WHAT TO DO
Lines before the one containing "Target: lower lip" are left out; return that line and every line after it exactly, through the end of the data below.

**********

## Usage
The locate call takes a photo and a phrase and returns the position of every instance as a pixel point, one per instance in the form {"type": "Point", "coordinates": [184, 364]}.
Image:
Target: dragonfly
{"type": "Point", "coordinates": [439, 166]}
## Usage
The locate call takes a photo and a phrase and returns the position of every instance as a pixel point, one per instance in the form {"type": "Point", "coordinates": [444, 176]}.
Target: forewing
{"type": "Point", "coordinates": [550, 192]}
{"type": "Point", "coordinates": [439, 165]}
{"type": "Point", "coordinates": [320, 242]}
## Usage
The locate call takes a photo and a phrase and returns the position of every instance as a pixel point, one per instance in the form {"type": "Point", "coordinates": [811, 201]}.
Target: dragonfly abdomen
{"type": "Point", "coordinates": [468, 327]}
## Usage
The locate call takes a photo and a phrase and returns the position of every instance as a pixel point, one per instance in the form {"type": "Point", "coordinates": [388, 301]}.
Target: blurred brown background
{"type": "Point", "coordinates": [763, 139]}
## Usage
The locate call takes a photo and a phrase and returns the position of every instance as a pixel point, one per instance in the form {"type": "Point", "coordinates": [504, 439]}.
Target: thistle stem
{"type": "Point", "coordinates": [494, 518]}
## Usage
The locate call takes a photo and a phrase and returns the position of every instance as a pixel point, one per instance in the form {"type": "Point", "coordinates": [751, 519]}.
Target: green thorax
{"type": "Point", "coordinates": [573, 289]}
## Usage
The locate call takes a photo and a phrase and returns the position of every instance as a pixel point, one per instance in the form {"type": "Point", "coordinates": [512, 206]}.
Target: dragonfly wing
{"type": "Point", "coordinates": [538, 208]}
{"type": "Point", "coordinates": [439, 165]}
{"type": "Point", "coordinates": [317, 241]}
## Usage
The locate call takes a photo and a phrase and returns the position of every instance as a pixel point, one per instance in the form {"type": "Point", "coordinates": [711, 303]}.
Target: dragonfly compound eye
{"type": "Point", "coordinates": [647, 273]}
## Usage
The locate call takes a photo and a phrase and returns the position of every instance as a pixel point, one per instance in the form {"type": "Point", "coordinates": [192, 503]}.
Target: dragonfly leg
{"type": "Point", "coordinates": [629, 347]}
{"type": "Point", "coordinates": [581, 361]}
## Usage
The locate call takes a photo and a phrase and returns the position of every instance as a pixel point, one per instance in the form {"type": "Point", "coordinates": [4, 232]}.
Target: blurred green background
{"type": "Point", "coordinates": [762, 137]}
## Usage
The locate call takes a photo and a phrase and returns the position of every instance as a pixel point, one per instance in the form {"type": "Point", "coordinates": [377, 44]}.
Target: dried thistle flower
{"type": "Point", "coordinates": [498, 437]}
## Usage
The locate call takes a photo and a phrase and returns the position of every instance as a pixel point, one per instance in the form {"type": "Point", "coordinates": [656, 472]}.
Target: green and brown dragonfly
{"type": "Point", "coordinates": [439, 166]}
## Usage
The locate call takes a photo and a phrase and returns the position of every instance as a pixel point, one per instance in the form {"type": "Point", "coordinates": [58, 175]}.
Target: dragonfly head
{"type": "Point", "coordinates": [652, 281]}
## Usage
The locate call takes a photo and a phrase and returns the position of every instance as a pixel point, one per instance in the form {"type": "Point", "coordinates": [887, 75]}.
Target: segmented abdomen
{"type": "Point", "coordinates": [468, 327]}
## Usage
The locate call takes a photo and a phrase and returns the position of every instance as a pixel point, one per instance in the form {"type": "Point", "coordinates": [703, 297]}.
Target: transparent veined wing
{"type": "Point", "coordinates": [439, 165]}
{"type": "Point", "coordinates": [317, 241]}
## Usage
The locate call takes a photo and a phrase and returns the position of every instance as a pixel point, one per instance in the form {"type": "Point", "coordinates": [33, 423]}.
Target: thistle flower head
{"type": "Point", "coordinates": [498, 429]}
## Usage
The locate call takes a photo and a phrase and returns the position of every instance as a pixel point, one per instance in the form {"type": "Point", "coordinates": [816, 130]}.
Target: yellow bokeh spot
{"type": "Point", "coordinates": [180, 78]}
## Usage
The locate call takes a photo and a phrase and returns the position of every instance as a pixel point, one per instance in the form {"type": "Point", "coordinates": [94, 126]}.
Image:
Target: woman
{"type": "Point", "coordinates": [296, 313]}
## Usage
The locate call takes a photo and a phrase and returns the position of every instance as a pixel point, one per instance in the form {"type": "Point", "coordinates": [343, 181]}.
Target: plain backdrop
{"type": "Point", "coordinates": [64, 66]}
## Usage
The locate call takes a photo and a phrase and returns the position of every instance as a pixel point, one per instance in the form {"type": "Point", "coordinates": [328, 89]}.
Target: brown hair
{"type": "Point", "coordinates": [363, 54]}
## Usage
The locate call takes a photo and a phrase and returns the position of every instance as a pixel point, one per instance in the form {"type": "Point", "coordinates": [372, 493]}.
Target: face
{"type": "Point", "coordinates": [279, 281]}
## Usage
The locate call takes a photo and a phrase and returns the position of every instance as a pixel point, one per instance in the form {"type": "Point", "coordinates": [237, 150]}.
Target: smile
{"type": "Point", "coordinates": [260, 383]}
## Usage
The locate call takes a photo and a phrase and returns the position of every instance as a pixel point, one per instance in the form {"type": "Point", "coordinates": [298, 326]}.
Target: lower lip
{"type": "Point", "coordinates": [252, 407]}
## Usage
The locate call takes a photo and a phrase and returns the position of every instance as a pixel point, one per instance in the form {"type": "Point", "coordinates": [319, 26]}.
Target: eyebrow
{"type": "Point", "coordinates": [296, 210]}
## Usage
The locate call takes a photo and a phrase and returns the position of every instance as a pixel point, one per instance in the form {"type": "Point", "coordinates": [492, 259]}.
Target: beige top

**********

ANSWER TO THIS EXERCISE
Target: lower lip
{"type": "Point", "coordinates": [252, 407]}
## Usage
The locate call takes a photo and a phrase and returns the position of every instance as a pixel point, one per instance in the form {"type": "Point", "coordinates": [319, 26]}.
Target: eyebrow
{"type": "Point", "coordinates": [296, 210]}
## Usage
The locate call takes a photo and a phrase and returns the position of every instance as a pixel point, one per instance in the form {"type": "Point", "coordinates": [492, 259]}.
Target: beige top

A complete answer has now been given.